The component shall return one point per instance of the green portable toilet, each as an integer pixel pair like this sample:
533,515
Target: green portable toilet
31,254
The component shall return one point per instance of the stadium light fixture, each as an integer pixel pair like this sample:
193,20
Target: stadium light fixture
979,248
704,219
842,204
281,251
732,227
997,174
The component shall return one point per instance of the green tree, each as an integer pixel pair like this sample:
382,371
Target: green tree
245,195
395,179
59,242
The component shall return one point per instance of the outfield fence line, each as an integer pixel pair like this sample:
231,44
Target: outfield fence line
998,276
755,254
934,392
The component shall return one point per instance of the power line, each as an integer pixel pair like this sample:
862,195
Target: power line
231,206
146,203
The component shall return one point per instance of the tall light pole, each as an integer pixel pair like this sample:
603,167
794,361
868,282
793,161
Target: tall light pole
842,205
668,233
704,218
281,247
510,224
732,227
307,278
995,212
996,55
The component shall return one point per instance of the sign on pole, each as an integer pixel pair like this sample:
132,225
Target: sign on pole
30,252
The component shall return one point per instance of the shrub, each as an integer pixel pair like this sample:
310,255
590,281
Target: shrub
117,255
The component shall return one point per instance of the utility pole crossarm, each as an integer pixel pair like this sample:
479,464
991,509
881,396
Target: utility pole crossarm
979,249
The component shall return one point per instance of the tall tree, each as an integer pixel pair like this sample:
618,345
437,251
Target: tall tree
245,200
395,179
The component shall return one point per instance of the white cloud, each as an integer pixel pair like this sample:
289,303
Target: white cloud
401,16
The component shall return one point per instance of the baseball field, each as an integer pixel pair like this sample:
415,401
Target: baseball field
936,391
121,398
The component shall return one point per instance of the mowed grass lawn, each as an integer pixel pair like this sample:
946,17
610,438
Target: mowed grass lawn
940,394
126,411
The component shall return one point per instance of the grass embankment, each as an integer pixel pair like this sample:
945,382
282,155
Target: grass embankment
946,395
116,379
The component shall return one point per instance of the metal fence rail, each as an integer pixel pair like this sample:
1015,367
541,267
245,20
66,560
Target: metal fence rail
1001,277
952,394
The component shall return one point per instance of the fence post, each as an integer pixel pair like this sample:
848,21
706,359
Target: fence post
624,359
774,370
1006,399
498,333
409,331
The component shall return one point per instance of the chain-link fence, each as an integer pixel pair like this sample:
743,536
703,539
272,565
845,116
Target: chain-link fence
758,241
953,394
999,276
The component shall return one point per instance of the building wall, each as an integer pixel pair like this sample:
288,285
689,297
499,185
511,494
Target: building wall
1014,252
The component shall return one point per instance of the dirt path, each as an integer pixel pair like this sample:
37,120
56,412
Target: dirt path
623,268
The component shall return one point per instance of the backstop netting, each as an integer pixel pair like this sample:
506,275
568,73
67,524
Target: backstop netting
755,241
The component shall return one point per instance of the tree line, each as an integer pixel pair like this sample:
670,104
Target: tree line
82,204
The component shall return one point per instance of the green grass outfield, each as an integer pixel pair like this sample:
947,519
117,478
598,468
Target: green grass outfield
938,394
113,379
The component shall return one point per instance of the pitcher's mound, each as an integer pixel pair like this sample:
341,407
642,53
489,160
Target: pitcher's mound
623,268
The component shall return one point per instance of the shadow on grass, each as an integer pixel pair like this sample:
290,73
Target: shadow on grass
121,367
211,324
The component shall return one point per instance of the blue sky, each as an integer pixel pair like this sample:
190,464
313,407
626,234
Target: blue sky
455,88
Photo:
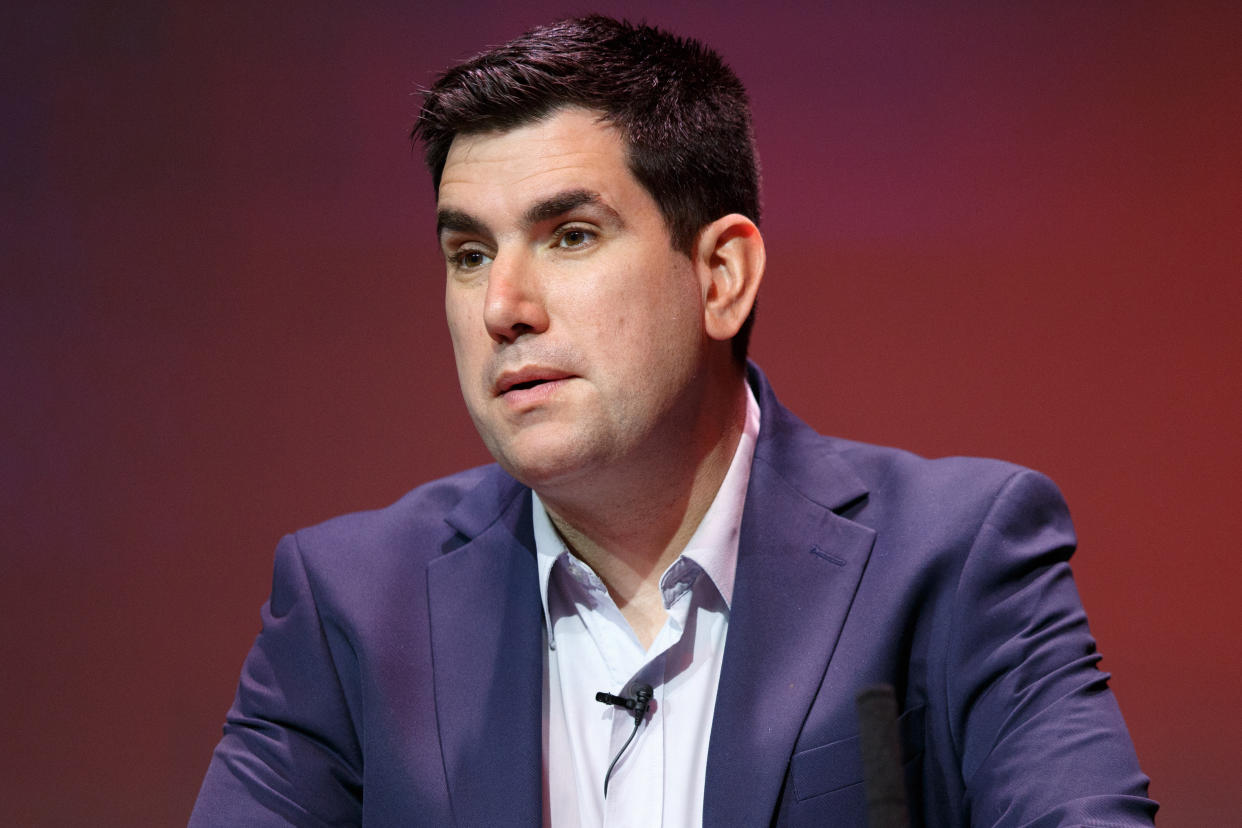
+-------+
### Action item
Nothing but the lines from the one containing "Target: pitcher's mound" through the last line of the records should appear in the copy, exactly as written and without pictures.

### Answer to the problem
Target: pitcher's mound
623,268
The component shall return one point per instance of the shadow on grass, each as an integer pixel pair like this sample:
290,73
Target: shadow on grass
121,367
211,324
The component shall return one point per instance of the blue sky, each as an integer pixel pair like this sample:
190,464
313,407
626,234
Target: blue sky
455,88
Photo:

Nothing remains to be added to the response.